Tom Sachs is active/lives in New York, Connecticut. Tom Sachs is known for assemblage, scupture, pop art, video and film.
Biography from the Archives of askART
The following text by Arthur Lubow is from The New York Times Art & Design section, March 13, 2016.
Biography from the Archives of askART
"Tom Sachs's Workshop: Willy Wonka Would Approve; The sculptor and his helpers build an untraditional Japanese garden from whatever materials are available."
A visitor entering the Tom Sachs Studio is asked to pose for an instant photo, which is then laminated into a fake Swiss passport. The ritual is only one reason a newcomer feels he has entered a foreign country — or a teenage boy’s clubhouse.
For 27 years, Mr. Sachs has rented his core space in Lower Manhattan, previously a showroom for industrial equipment; he more recently annexed a sewing machine shop. The entrance passes through a quirky bodega (its hours are as erratic as everything else in Sachs World) that offers for sale such souvenirs as the phony Swiss passport, a deck of Sachs-designed playing cards and assorted zines that the studio puts out. Behind it is a Santa’s workshop labyrinth of shelves and cubbyholes, which hold tools and raw materials and sculptures in all stages of completion.
In his three-level work space, Mr. Sachs, 49, indulges the childlike urge to create or refashion something new out of whatever materials are at hand. That bricolage is the foundation of his practice. For Dakin Hart, senior curator of the Noguchi Museum in Queens, this attitude made Mr. Sachs the perfect choice to be the first artist since Isamu Noguchi himself to have a solo show there.
"Tom Sachs: Tea Ceremony” opens on March 23, unsettling the patio of trees and sculptures laid out by Noguchi.
Explaining the affinity of the two artists, Mr. Hart said: “They share an approach to cultural hybridity. They share a love of handicraft and an appreciation for the power of industry.”
Mr. Sachs said that in placing his structures, including a teahouse, an outhouse and an artificial pond, in the patio laid out by Noguchi, he regarded the existing sculptures as if they were nature. Noguchi probably would have welcomed the temporary transformation.

Record excerpts:
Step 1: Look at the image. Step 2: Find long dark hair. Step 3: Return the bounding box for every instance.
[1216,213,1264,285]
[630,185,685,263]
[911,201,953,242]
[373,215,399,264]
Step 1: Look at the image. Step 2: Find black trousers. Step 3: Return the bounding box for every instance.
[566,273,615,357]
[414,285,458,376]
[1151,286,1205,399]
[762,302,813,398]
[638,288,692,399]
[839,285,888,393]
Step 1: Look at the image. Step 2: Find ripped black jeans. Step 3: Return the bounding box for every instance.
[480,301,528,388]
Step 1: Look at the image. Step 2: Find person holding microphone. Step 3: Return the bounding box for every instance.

Tasks:
A. In the Tom Sachs article, reproduce the passage between "A visitor entering" and "stages of completion.", inclusive, substituting "kiosk" for "bodega".
B. List the structures that, according to the Tom Sachs article, Mr. Sachs is placing in the patio laid out by Noguchi.

Results by task:
A.
A visitor entering the Tom Sachs Studio is asked to pose for an instant photo, which is then laminated into a fake Swiss passport. The ritual is only one reason a newcomer feels he has entered a foreign country — or a teenage boy’s clubhouse.
For 27 years, Mr. Sachs has rented his core space in Lower Manhattan, previously a showroom for industrial equipment; he more recently annexed a sewing machine shop. The entrance passes through a quirky kiosk (its hours are as erratic as everything else in Sachs World) that offers for sale such souvenirs as the phony Swiss passport, a deck of Sachs-designed playing cards and assorted zines that the studio puts out. Behind it is a Santa’s workshop labyrinth of shelves and cubbyholes, which hold tools and raw materials and sculptures in all stages of completion.

B.
- a teahouse
- an outhouse
- an artificial pond